Text block ->

Firstly, there are hardly any likable characters in the book. The heroine Valeria is a spoilt, thoughtless, self-centered creature whose disappearance causes seemingly little discomfort to her priggish, dull husband. Her lover Arden Caratacus is one-dimensional, the villian Galba is boorish and implausible and the plot line lacks creditablity. For example, Valeria runs off in the night to warn her youthful admirer Clodius that he is being set up by Galba. Why not just send a message by a trusted slave ? How come she and her maid can speak fluent Celtic in a matter of days ? Would a well brought-up Roman lady adapt and prefer the rough tribal way of life so soon ?
The author also has Asa, (Valeria's Celtic love rival) compare someone to a lizard ! Lizards in Scotland ! The slave Odo is introduced and quickly disguarded as though the writer changed his mind half way through. Little feeling for the Roman military life is conveyed and the ending is lack-lustre.

Directions ->
1) According to the book review, why does Valeria run off in the night?
2) Write a continuation of the book review, starting after its final sentence.
The listing that follows comes from a separate source, not from the book review.

Data rows ->
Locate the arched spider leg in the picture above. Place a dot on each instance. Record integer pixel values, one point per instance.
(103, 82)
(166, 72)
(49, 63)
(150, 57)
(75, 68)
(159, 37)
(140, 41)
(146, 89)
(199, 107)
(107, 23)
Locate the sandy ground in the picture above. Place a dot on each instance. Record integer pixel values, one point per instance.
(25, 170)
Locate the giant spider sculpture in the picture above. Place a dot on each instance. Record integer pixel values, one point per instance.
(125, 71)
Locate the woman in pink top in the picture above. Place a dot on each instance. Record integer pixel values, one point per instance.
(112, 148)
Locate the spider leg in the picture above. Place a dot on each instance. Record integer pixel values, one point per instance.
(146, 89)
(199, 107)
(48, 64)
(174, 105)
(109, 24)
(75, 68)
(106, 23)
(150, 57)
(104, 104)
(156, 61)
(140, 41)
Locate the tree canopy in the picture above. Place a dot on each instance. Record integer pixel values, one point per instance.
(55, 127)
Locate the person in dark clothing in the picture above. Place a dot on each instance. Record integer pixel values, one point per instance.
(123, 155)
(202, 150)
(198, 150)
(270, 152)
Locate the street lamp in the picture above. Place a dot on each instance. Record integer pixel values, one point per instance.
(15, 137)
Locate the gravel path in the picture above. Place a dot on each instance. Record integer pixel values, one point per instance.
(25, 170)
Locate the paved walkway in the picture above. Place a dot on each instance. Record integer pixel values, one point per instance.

* * *

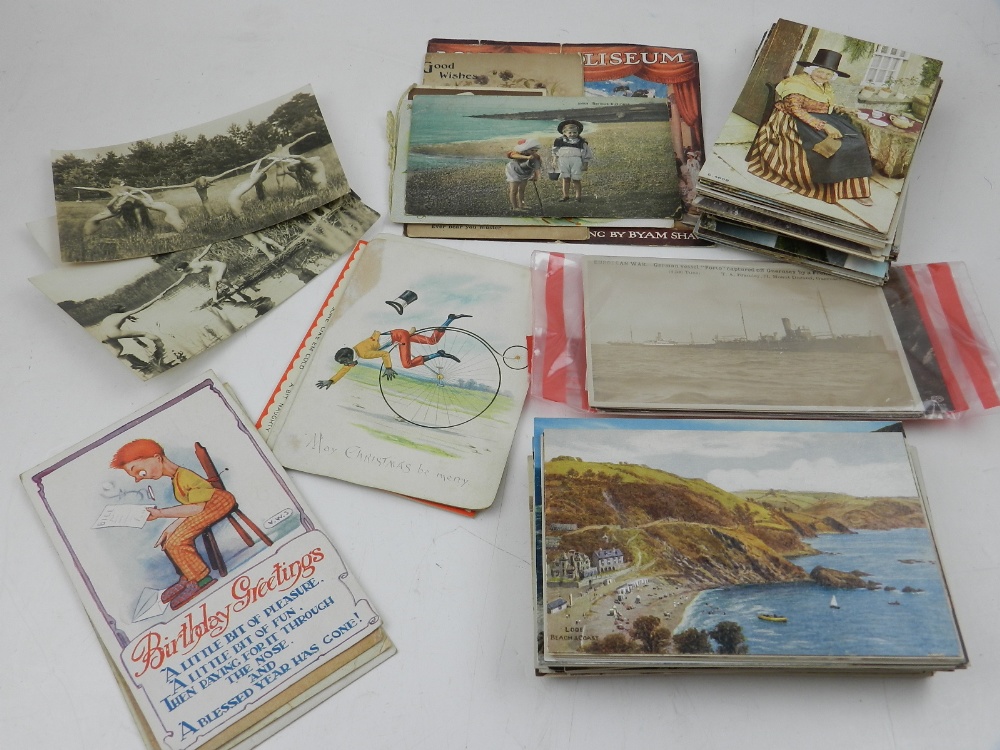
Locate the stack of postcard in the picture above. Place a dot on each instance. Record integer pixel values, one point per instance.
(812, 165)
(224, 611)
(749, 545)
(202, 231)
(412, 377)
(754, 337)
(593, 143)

Task responses ->
1) She goes to warn her youthful admirer Clodius that Galba is setting him up.

2)
On the plus side, the feeling of disintergration of the old Roman way of life is conveyed well, and the physical discriptions of the land round the Wall are good. In addition, the scenes with Drago and his prisoners have an vividness and a better quality of writing than the rest of the novel. However, Simon Scarrow, Linsay Davis and the other Roman mysery authors can rest assured that their readers won't be deserting them in the near future for this effort.